# Extrait fourni:
Il est douloureux de constater que le roman en soit là, d’autant plus douloureux qu’évidemment M. Zola est un écrivain consciencieux, qui produit peu, ce dont on ne saurait trop le louer, qui conduit habilement ses intrigues, qui sait tracer un caractère, qui doit dépenser à ses tableaux une peine infinie d’observation, qui possède des qualités sérieuses d’invention et de force ; comment ne voit-il pas que ce parti-pris de brutalité violente ne peut, même aux mains d’un plus habile encore que lui, produire que des monstres dont l’aspect étrange étonne et surprend un moment, mais qui ne laissent dans l’esprit que le souvenir de beaucoup de talent inutilement employé ? « Ces caractères, dit-on, sont naturels ; par cette raison, on occupera bientôt tout l’amphithéâtre d’un homme ivre qui dort ou qui vomit ; y a-t-il rien de plus naturel ? » Plût aux dieux que M. Zola n’eût jamais dépassé le terme que condamnait La Bruyère.

Au moins avec M. Malot, si nous ne pénétrons pas dans un monde où les sentimens soient beaucoup plus élevés, nous n’avons pas à redouter de semblables intempérances. Il y a longtemps que M. Malot s’est fait comme un domaine privé du genre honnêtement ennuyeux. On s’endormira peut-être sur ses romans, on n’y sursautera ni d’indignation, ni de fou rire. Les constructions de M. Malot ressemblent à l’épure lourde, mais correcte, qu’un bon charpentier de village ajuste consciencieusement sur le terrain. Elles ne doivent pas d’ailleurs coûter beaucoup de peine à leur auteur, le plus fécond certainement des romanciers contemporains. Clotilde Marlory, — le Mariage de Juliette, — une Belle-Mère, — le Mari de Charlotte, — la Fille de la Comédienne, — l’Héritage d’Arthur, — voilà depuis moins de deux ans l’œuvre de M. Malot ; on n’a pas fini de lire son dernier roman que le suivant a déjà paru. Heureusement que la critique n’est pas une statistique littéraire et qu’elle ne mesure pas sa tâche à la quantité de la production : il suffit qu’elle sache à peu près son compte, libre d’ailleurs d’insister plus particulièrement sur telle œuvre qui, par sa valeur propre ou les tendances qu’elle révèle, méritera d’être considérée de plus près. A ce double point de vue, nous choisirons entre tous ces romans le Mariage de Juliette et une Belle-Mère, deux épisodes qui se font suite. Il nous semble que, conçus dans un autre système, animés de quelque émotion, mieux écrits surtout, ils pourraient compter au nombre des meilleurs récits de M. Malot. Du moins les préférons-nous à cette longue et verbeuse histoire de captation d’où l’auteur a tiré ses deux derniers volumes, la Fille de la Comédienne et l’Héritage d’Arthur.

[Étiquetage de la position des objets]
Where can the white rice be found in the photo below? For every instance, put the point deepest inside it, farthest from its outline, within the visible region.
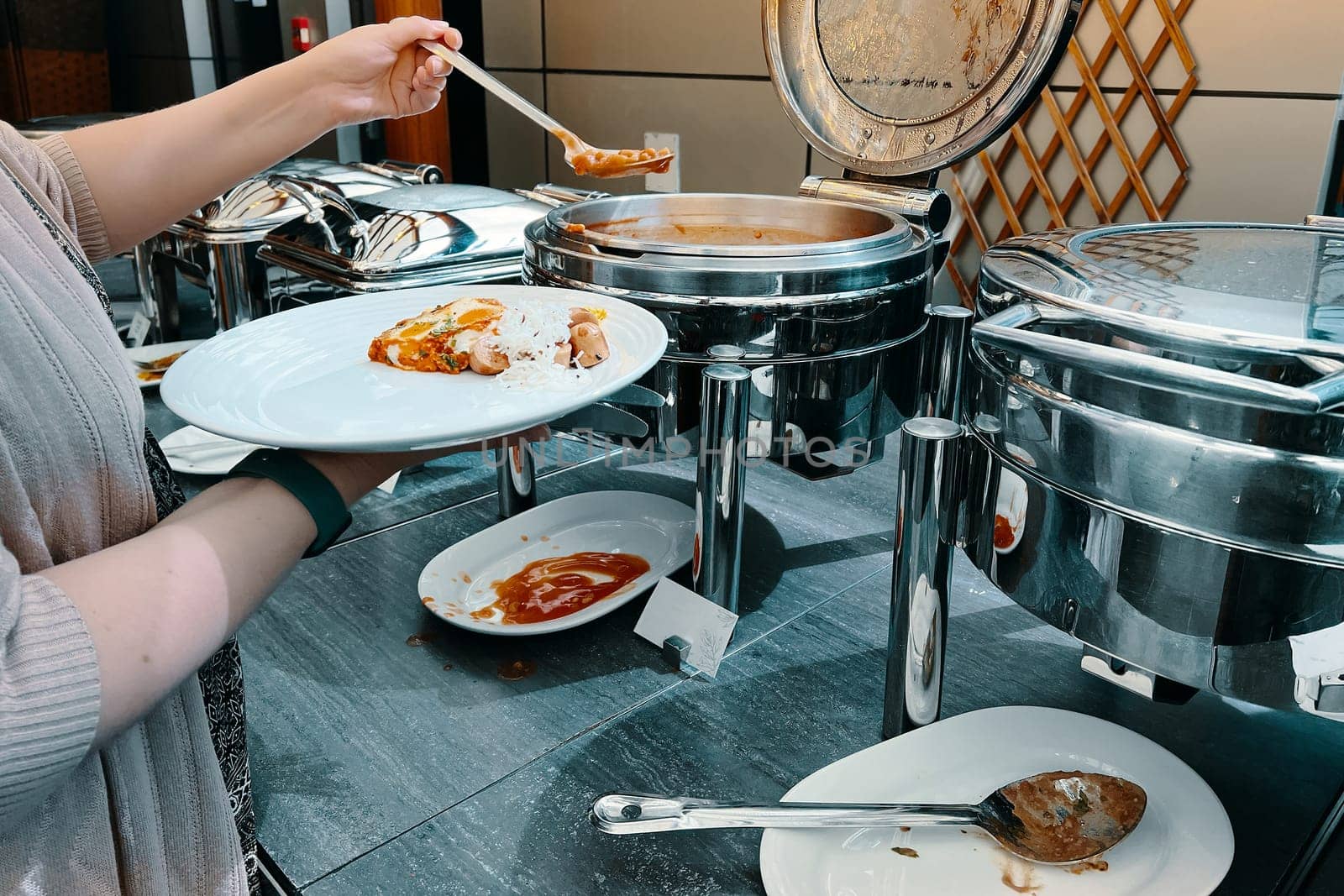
(528, 335)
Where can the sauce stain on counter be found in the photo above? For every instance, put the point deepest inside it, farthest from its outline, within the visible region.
(517, 669)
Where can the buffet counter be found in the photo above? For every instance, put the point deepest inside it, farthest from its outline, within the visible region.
(394, 754)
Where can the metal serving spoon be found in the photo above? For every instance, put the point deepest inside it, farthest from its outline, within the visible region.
(581, 156)
(1057, 819)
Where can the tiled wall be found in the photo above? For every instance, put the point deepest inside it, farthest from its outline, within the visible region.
(160, 53)
(1256, 130)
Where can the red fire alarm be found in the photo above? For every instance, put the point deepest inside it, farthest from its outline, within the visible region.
(302, 34)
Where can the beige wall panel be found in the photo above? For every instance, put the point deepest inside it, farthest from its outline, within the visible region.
(692, 36)
(734, 134)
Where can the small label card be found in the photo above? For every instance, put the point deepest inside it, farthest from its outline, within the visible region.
(138, 331)
(1319, 653)
(675, 610)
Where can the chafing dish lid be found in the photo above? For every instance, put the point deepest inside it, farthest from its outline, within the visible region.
(894, 87)
(410, 228)
(1226, 286)
(257, 204)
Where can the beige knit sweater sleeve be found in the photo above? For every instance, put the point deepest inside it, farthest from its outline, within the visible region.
(49, 671)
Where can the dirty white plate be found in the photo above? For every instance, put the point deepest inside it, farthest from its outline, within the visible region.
(457, 582)
(302, 378)
(1012, 506)
(199, 453)
(1183, 844)
(147, 354)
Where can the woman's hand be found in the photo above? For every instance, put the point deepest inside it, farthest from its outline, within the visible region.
(356, 474)
(381, 71)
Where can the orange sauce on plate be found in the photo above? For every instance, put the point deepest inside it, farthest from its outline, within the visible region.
(555, 587)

# Les consignes:
(1) Selon l'extrait sur Zola et Malot, pourquoi la critique n'a-t-elle pas à examiner chacun des romans de M. Malot ? Répondez en une à trois phrases.
(2) Poursuivez l'extrait sur Zola et Malot à partir de sa dernière phrase.
Les items ne servent pas pour cet exercice.

# Corrigé de l'exercice:
(1) La critique n'est pas une statistique littéraire et ne mesure pas sa tâche à la quantité de livres produits. Il lui suffit de savoir à peu près ce qui a paru. Elle reste libre d'insister sur une œuvre qui mérite d'être vue de plus près, par sa valeur propre ou par les tendances qu'elle révèle.

(2)
Dans le quartier populeux et commerçant du Temple, une maîtresse femme, Mme Daliphare, a formé lentement une grande maison ; son mari n’a pas compté dans sa vie, c’est sur son fils qu’elle a reporté toutes ses espérances. Elle aurait fait d’Adolphe le successeur qu’elle rêvait, s’il ne s’était épris d’une jeune fille, Juliette Nélis, qu’il a connue dès l’enfance et sous l’œil même de sa mère. Son père mort, aussitôt qu’entré dans sa royauté commerciale, il songe à en faire sa femme ; mais il redoute l’accueil certain que fera Mme Daliphare à la proposition d’une bru qui manque de la première des vertus qu’elle exige, la fortune. C’est du notaire de la famille que viendra le salut. Me de La Branche attaquera directement Mme Daliphare au défaut, dans son orgueil commercial ; il lui proposera pour Adolphe une riche héritière, mais dont la famille exige une liquidation des droits de la mère et du fils, exigence à laquelle Mme Daliphare refusera de se soumettre, et, quand elle sera bien convaincue qu’il n’en saurait aller autrement, ce sera elle-même qui conclura le mariage en dépit de la déclaration de Juliette, qui n’a pour Adolphe que de l’estime, et qui ne consent que pour rendre à sa mère quelque chose du luxe qu’elles ont autrefois possédé. L’intrigue est d’ailleurs habilement conduite et le caractère envahissant de Mme Daliphare bien posé, mais le moyen, cette intervention du notaire apparaissant comme le dieu de la machine pour dénouer une situation que la logique des caractères poussait à quelque solution violente, n’est-il pas plutôt du vaudeville ou de la comédie que du roman ?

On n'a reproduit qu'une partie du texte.